SOURCE EXTRACT →
══════════

Computerized physician order entry systems are continuing to evolve in a direction intended to make the workflow process smoother for physicians. In other words, for CPOE, the emphasis is being taken off the “C” and placed on the “P”, system vendors say.
“Our system should be thought of less as software and more as an agent of cultural change,” said Graham Hughes, MD, vice president and general manager of product strategy for Waukesha, WI-based GE Healthcare’s IT division. “The system is designed to help, not hinder the physician.”
A renal specialist, Hughes has 20 years’ experience working with CPOE systems and drew upon his physician background to help design GE’s “third wave” system. He describes the first wave as having a clerical component that physicians weren’t ready for, followed by a model that offered clinical decision support and was “more physician friendly.” The latest generation contains all the elements physicians need to do their jobs effectively, he said.
“The third wave is really designed as clinician focused, with a huge emphasis on workflow and user experience,” Hughes said. “What we’ve done is focus less on feature sets and more on the ability to measure specific improvement in cost, quality and access. It drives and measures quantifiable improvement in cost quality.”
Thomas Jefferson University Hospital in Philadelphia deployed GE’s second generation system in 2001 and by 2004 the 900-bed hospital had all inpatient units on CPOE. Mary McNichol, senior director of information systems, says it made an immediate impact.
“Two basic benefits were clear right way – one being legible orders,” she said. “The other thing is once you have automated orders, you don’t have to go to a specific unit – you can access it from anywhere. The system provides a great capability for rules, taking data, vital signs and meds to create alerts and reminders.”
Roughly 1,500 physicians (900 attending and 600 residents) use the system, along with thousands of nurses. The system employs two sets of alerts – for drug interaction and formulary grading. Users are instructed to be judicious in order to avoid the “alert fatigue” common with CPOE systems.
For GE’s third wave, Hughes said finer alerting distinctions have been built into the system based on clinician feedback.

══════════

PARTS OF THE EXERCISE →
(1) Quote the CPOE article word for word, beginning at the words "Thomas Jefferson University" and stopping after "with CPOE systems.".
(2) Summarize the CPOE article in two sentences.
The rows that come next were drawn from a separate source.

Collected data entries
══════════

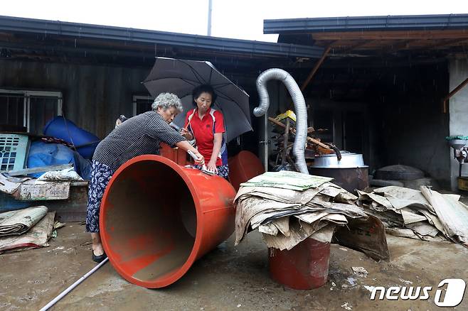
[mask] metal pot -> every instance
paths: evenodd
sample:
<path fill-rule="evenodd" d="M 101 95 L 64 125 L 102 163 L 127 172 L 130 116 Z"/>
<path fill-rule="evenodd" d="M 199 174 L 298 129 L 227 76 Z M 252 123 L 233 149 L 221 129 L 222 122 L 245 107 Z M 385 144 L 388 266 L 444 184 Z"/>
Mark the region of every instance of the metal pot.
<path fill-rule="evenodd" d="M 312 175 L 333 178 L 333 183 L 355 192 L 356 189 L 361 190 L 369 186 L 368 168 L 364 165 L 361 154 L 344 152 L 340 161 L 335 154 L 316 157 L 309 171 Z"/>

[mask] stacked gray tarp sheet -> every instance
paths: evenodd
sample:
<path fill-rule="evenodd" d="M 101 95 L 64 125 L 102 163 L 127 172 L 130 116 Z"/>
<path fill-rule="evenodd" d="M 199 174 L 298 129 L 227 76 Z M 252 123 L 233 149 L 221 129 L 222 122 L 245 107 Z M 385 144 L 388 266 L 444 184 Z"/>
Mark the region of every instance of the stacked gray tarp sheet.
<path fill-rule="evenodd" d="M 267 172 L 241 184 L 235 197 L 235 244 L 249 227 L 258 229 L 268 247 L 291 249 L 312 237 L 330 242 L 346 217 L 367 216 L 357 197 L 330 182 L 331 178 L 296 172 Z"/>

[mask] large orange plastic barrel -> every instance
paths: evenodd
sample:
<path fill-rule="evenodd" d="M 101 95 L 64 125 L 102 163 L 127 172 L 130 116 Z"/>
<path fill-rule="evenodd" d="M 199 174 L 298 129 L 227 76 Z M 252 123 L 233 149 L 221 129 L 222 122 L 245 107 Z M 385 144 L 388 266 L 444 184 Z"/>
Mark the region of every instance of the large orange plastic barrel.
<path fill-rule="evenodd" d="M 115 172 L 104 194 L 104 249 L 128 281 L 169 285 L 233 232 L 235 196 L 219 176 L 159 156 L 134 158 Z"/>
<path fill-rule="evenodd" d="M 269 249 L 270 275 L 295 290 L 310 290 L 326 283 L 330 244 L 306 239 L 290 250 Z"/>

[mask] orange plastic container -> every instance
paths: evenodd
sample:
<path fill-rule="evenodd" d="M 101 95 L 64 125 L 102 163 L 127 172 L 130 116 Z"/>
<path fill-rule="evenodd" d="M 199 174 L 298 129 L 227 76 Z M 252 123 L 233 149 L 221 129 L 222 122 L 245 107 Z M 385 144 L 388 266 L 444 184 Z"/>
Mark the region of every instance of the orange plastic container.
<path fill-rule="evenodd" d="M 290 250 L 269 249 L 270 275 L 295 290 L 317 288 L 326 283 L 330 244 L 306 239 Z"/>
<path fill-rule="evenodd" d="M 104 249 L 128 281 L 163 288 L 234 231 L 235 191 L 224 178 L 145 155 L 122 165 L 104 194 Z"/>

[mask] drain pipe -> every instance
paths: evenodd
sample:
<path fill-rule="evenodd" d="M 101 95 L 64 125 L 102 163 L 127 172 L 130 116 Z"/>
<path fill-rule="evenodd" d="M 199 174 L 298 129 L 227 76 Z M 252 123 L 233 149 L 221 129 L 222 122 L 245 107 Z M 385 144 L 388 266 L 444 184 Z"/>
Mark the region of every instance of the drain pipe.
<path fill-rule="evenodd" d="M 287 89 L 296 111 L 296 138 L 292 148 L 292 154 L 296 158 L 296 165 L 304 174 L 309 174 L 304 156 L 307 139 L 307 109 L 301 89 L 294 78 L 286 71 L 279 68 L 272 68 L 264 71 L 257 78 L 257 91 L 260 99 L 260 105 L 253 109 L 255 116 L 262 116 L 270 107 L 270 97 L 267 89 L 267 82 L 270 80 L 282 82 Z M 265 129 L 265 131 L 267 129 Z"/>

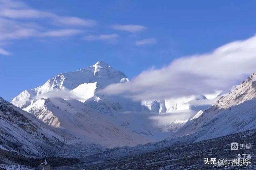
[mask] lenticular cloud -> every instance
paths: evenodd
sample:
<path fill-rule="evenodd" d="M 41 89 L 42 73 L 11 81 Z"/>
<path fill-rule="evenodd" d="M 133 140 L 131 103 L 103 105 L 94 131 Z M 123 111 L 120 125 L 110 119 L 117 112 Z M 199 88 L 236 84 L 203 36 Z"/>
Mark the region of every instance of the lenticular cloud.
<path fill-rule="evenodd" d="M 136 100 L 177 98 L 225 90 L 256 72 L 256 36 L 232 42 L 209 53 L 185 56 L 166 67 L 143 72 L 101 92 Z"/>

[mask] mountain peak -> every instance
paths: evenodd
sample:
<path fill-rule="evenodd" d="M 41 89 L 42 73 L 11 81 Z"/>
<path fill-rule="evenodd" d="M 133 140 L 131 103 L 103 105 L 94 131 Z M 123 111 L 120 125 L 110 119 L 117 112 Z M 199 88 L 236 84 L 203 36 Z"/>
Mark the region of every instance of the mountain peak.
<path fill-rule="evenodd" d="M 109 67 L 109 65 L 103 61 L 99 61 L 93 66 L 95 68 L 104 68 Z"/>

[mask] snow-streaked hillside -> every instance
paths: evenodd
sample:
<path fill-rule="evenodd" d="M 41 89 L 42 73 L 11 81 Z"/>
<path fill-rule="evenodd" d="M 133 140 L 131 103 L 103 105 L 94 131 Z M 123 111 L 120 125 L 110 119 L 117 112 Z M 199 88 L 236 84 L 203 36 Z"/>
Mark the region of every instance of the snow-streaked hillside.
<path fill-rule="evenodd" d="M 200 141 L 256 128 L 256 83 L 255 73 L 197 118 L 191 119 L 177 135 L 194 134 L 198 136 L 196 141 Z"/>
<path fill-rule="evenodd" d="M 0 146 L 22 154 L 54 154 L 66 142 L 58 131 L 0 97 Z"/>
<path fill-rule="evenodd" d="M 149 141 L 128 129 L 113 123 L 76 100 L 41 98 L 24 109 L 77 140 L 106 147 L 134 146 Z"/>

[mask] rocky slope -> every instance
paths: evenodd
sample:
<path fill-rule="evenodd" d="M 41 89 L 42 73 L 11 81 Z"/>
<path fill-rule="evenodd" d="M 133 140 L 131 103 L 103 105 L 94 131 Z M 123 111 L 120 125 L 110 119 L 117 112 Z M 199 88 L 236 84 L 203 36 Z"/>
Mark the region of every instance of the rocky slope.
<path fill-rule="evenodd" d="M 65 142 L 56 131 L 0 97 L 1 149 L 43 156 L 53 154 Z"/>

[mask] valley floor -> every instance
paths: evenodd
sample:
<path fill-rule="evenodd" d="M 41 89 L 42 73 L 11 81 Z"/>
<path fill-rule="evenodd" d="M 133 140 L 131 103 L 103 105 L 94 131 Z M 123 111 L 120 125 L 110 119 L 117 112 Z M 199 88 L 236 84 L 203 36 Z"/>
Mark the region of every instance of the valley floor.
<path fill-rule="evenodd" d="M 201 142 L 175 146 L 141 154 L 117 158 L 79 166 L 56 167 L 53 169 L 256 169 L 256 130 L 247 131 Z M 230 149 L 232 142 L 252 143 L 252 149 Z M 252 165 L 248 167 L 213 167 L 204 165 L 204 159 L 235 158 L 240 154 L 251 154 Z"/>
<path fill-rule="evenodd" d="M 53 170 L 184 170 L 218 168 L 236 169 L 245 168 L 246 169 L 256 169 L 255 142 L 256 129 L 254 129 L 196 143 L 176 142 L 171 146 L 161 149 L 129 156 L 107 160 L 101 159 L 99 157 L 98 160 L 94 159 L 97 160 L 89 160 L 86 163 L 82 163 L 77 159 L 53 157 L 52 160 L 48 158 L 47 160 L 49 160 L 49 162 L 57 163 L 55 165 L 54 164 L 51 164 L 52 167 L 52 169 Z M 247 150 L 239 149 L 238 150 L 232 151 L 230 149 L 230 144 L 232 142 L 237 142 L 238 143 L 251 143 L 252 149 Z M 0 161 L 0 163 L 10 165 L 0 164 L 0 168 L 13 169 L 13 168 L 16 169 L 18 165 L 22 164 L 29 166 L 26 167 L 27 168 L 30 168 L 33 169 L 32 167 L 36 166 L 42 160 L 42 159 L 33 159 L 32 160 L 31 159 L 26 159 L 22 156 L 19 156 L 16 154 L 11 155 L 11 153 L 6 155 L 6 152 L 3 150 L 1 150 L 0 158 L 1 161 Z M 204 158 L 208 158 L 210 160 L 211 158 L 215 158 L 217 161 L 221 158 L 224 159 L 236 158 L 238 154 L 243 156 L 243 154 L 251 154 L 251 166 L 239 167 L 229 165 L 227 167 L 213 167 L 212 165 L 205 165 L 204 163 Z M 8 160 L 9 160 L 9 162 L 6 162 Z M 62 166 L 59 166 L 61 165 Z M 25 168 L 25 167 L 21 167 Z"/>

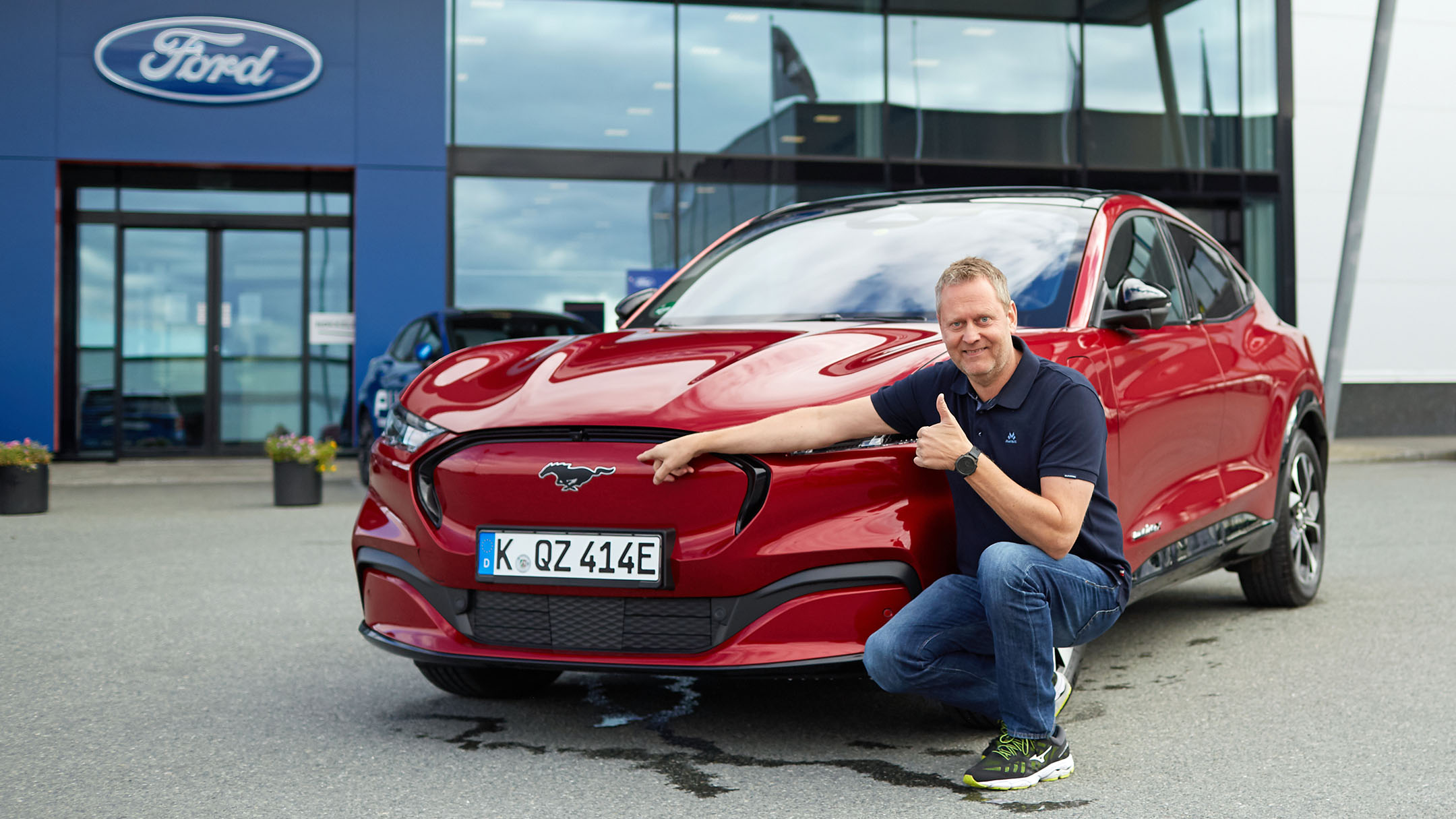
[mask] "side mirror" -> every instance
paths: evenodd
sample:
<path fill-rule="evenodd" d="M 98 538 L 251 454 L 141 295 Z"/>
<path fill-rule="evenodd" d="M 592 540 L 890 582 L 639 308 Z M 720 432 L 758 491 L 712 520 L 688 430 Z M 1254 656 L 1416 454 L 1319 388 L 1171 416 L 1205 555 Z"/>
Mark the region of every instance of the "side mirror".
<path fill-rule="evenodd" d="M 1102 310 L 1109 329 L 1158 329 L 1168 321 L 1172 296 L 1156 284 L 1128 277 L 1117 286 L 1117 307 Z"/>
<path fill-rule="evenodd" d="M 638 307 L 645 305 L 646 300 L 651 299 L 654 293 L 657 293 L 657 289 L 644 287 L 642 290 L 638 290 L 636 293 L 632 293 L 626 299 L 617 302 L 617 306 L 613 307 L 613 310 L 617 313 L 617 321 L 619 322 L 626 321 L 628 316 L 630 316 L 632 313 L 636 312 Z"/>

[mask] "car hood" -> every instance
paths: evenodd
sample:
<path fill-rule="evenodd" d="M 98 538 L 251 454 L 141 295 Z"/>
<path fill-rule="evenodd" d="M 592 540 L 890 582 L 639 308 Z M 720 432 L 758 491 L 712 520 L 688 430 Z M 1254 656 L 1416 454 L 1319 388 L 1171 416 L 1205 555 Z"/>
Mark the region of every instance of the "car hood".
<path fill-rule="evenodd" d="M 943 356 L 933 324 L 632 329 L 462 350 L 431 364 L 400 399 L 454 433 L 721 428 L 859 398 Z"/>

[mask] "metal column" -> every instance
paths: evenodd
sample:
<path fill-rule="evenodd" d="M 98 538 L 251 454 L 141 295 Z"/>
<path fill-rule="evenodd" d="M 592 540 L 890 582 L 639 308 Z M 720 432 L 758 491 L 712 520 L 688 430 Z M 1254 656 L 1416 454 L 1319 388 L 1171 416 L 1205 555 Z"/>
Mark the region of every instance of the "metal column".
<path fill-rule="evenodd" d="M 1374 13 L 1374 39 L 1370 44 L 1370 79 L 1366 80 L 1366 105 L 1360 117 L 1360 143 L 1356 147 L 1356 172 L 1350 185 L 1350 213 L 1345 217 L 1345 245 L 1340 254 L 1340 281 L 1335 284 L 1335 310 L 1329 319 L 1329 353 L 1325 356 L 1325 417 L 1329 437 L 1340 421 L 1340 382 L 1345 369 L 1345 341 L 1350 337 L 1350 307 L 1360 267 L 1360 240 L 1364 238 L 1366 200 L 1370 197 L 1370 166 L 1374 165 L 1374 138 L 1380 130 L 1380 99 L 1385 93 L 1385 64 L 1390 55 L 1390 28 L 1395 0 L 1380 0 Z"/>

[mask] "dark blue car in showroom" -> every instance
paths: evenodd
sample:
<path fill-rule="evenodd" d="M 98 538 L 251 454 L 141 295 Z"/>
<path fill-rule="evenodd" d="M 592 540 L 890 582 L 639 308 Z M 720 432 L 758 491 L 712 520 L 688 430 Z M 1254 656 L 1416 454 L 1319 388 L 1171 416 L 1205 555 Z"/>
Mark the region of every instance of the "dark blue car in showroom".
<path fill-rule="evenodd" d="M 384 354 L 370 360 L 354 407 L 344 412 L 339 439 L 348 440 L 358 430 L 354 442 L 360 450 L 360 481 L 368 484 L 368 449 L 379 430 L 384 428 L 399 392 L 435 358 L 505 338 L 582 335 L 600 329 L 572 313 L 542 310 L 447 309 L 406 324 Z"/>

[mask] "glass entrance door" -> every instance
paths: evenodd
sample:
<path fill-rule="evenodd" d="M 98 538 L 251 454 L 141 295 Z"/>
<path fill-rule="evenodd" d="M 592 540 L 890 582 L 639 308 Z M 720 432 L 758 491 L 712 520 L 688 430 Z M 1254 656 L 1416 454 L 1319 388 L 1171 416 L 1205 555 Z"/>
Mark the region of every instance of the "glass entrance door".
<path fill-rule="evenodd" d="M 303 230 L 221 230 L 218 442 L 303 428 Z"/>
<path fill-rule="evenodd" d="M 351 405 L 347 175 L 68 168 L 61 456 L 249 455 Z M 316 326 L 310 335 L 310 326 Z"/>
<path fill-rule="evenodd" d="M 122 452 L 301 430 L 304 232 L 125 227 L 121 248 Z"/>
<path fill-rule="evenodd" d="M 207 230 L 122 230 L 121 401 L 109 410 L 124 452 L 207 446 L 208 245 Z"/>

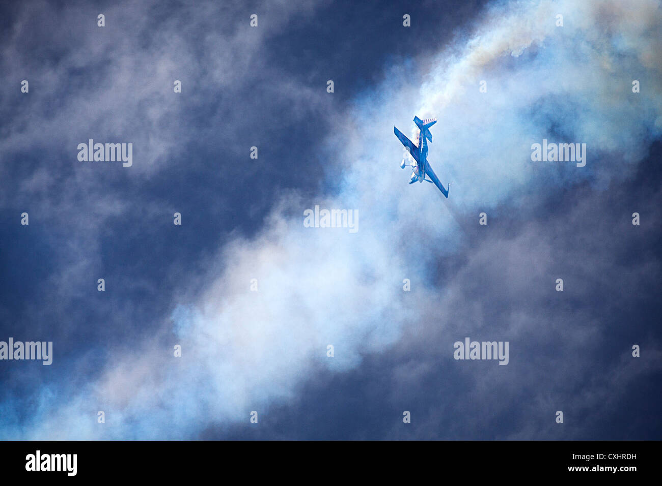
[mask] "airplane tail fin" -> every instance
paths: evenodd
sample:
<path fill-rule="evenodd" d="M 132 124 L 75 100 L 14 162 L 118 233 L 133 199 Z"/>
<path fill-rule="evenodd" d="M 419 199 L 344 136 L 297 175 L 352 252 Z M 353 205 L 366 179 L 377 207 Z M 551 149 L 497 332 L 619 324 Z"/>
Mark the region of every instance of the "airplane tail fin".
<path fill-rule="evenodd" d="M 437 122 L 437 119 L 426 118 L 426 120 L 421 120 L 418 116 L 414 116 L 414 122 L 416 123 L 420 131 L 425 135 L 425 138 L 432 142 L 432 134 L 430 133 L 429 128 Z"/>

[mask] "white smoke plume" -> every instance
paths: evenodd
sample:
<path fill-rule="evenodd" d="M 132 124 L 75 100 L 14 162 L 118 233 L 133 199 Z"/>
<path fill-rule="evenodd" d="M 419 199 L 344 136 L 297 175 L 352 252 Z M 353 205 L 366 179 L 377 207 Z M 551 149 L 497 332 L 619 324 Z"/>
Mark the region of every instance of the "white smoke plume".
<path fill-rule="evenodd" d="M 195 437 L 291 399 L 314 367 L 342 372 L 397 346 L 402 327 L 426 318 L 440 299 L 427 268 L 461 237 L 449 208 L 516 204 L 519 194 L 586 179 L 599 187 L 645 155 L 662 130 L 661 29 L 657 1 L 503 3 L 485 13 L 471 38 L 440 52 L 422 84 L 391 67 L 369 102 L 358 100 L 329 136 L 342 147 L 338 159 L 350 161 L 336 196 L 283 197 L 257 237 L 219 252 L 207 291 L 177 307 L 163 335 L 117 356 L 99 382 L 44 407 L 17 433 Z M 408 186 L 398 167 L 393 126 L 407 133 L 414 115 L 438 120 L 429 159 L 453 183 L 448 202 L 432 184 Z M 544 138 L 587 143 L 586 167 L 532 162 L 531 145 Z M 358 231 L 304 227 L 303 211 L 314 204 L 356 210 Z M 414 305 L 404 278 L 424 287 Z"/>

══════════

COMPLETED EXERCISE →
(1)
Thomas Jefferson University Hospital in Philadelphia deployed GE’s second generation system in 2001 and by 2004 the 900-bed hospital had all inpatient units on CPOE. Mary McNichol, senior director of information systems, says it made an immediate impact.
“Two basic benefits were clear right way – one being legible orders,” she said. “The other thing is once you have automated orders, you don’t have to go to a specific unit – you can access it from anywhere. The system provides a great capability for rules, taking data, vital signs and meds to create alerts and reminders.”
Roughly 1,500 physicians (900 attending and 600 residents) use the system, along with thousands of nurses. The system employs two sets of alerts – for drug interaction and formulary grading. Users are instructed to be judicious in order to avoid the “alert fatigue” common with CPOE systems.

(2) Vendors say CPOE systems are evolving to smooth physician workflow, and GE Healthcare's Graham Hughes describes a "third wave" system built around clinicians, workflow, user experience and measurable improvement in cost, quality and access. Thomas Jefferson University Hospital, which had all inpatient units on GE's second-generation system by 2004, saw immediate benefits such as legible orders and access from anywhere, and the third wave adds finer alerting distinctions based on clinician feedback.